How to complete this task:
In full and without alteration, return the records below.

Supplied information:
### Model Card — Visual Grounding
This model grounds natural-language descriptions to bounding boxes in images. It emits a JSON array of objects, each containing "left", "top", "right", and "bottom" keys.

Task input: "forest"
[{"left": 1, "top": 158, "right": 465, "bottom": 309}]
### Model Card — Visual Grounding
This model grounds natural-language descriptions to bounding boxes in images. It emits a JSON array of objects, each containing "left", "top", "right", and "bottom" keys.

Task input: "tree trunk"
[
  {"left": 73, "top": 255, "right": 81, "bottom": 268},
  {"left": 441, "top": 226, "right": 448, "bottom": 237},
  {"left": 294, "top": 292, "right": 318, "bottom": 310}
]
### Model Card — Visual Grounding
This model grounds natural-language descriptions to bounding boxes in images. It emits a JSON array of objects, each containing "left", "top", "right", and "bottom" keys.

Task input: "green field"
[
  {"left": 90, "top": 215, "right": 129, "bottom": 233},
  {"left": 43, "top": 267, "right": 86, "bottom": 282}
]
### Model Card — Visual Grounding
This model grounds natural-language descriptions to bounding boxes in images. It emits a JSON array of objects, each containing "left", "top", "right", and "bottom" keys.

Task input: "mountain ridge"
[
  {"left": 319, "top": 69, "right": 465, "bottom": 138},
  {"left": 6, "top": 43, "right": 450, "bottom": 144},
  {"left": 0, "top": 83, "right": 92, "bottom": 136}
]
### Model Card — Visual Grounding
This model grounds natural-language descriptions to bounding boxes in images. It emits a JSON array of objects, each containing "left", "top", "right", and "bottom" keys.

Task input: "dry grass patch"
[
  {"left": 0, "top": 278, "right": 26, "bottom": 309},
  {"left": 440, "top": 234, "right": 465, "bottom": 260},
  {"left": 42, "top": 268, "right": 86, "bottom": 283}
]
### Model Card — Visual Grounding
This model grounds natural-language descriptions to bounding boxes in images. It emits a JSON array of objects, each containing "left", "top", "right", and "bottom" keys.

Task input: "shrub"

Answer section:
### Model Card — Visual Grounding
This model grounds natural-language descriptions to bounding boxes in images. It emits a JSON array of objects, each containing "left", "top", "right", and "bottom" keys.

Task input: "forest"
[{"left": 1, "top": 158, "right": 465, "bottom": 309}]
### Model Card — Visual Grounding
This model grounds natural-language descriptions to bounding boxes in images. It emits a JSON array of objects, each containing "left", "top", "right", and "bottom" keys.

Task input: "tree trunk"
[
  {"left": 73, "top": 255, "right": 81, "bottom": 268},
  {"left": 441, "top": 226, "right": 448, "bottom": 237},
  {"left": 294, "top": 292, "right": 318, "bottom": 310}
]
### Model Card — Visual Grounding
This model grounds natural-language descriptions to bounding boxes in images. It emits a JSON array of objects, each containing "left", "top", "right", and "bottom" keys.

Task input: "green field"
[
  {"left": 90, "top": 215, "right": 129, "bottom": 233},
  {"left": 43, "top": 267, "right": 86, "bottom": 282}
]
### Model Card — Visual Grounding
This model grounds natural-language descriptions to bounding boxes in images. It emits a JSON array of objects, each containing "left", "top", "right", and "bottom" keys.

Task input: "mountain ridge"
[
  {"left": 319, "top": 69, "right": 465, "bottom": 138},
  {"left": 6, "top": 43, "right": 450, "bottom": 144},
  {"left": 0, "top": 83, "right": 92, "bottom": 136}
]
### Model Card — Visual Grounding
This model grounds natural-language descriptions to bounding boxes in images. It emits a JSON array of objects, each containing "left", "top", "right", and "bottom" keys.

Task input: "dry grass patch"
[
  {"left": 0, "top": 278, "right": 26, "bottom": 309},
  {"left": 440, "top": 234, "right": 465, "bottom": 260},
  {"left": 42, "top": 268, "right": 86, "bottom": 283}
]
### Model Card — Visual Grounding
This model grounds natural-language descriptions to bounding boxes in images. It emits a JSON array of objects, each containing "left", "top", "right", and "bottom" keys.

Task input: "shrub"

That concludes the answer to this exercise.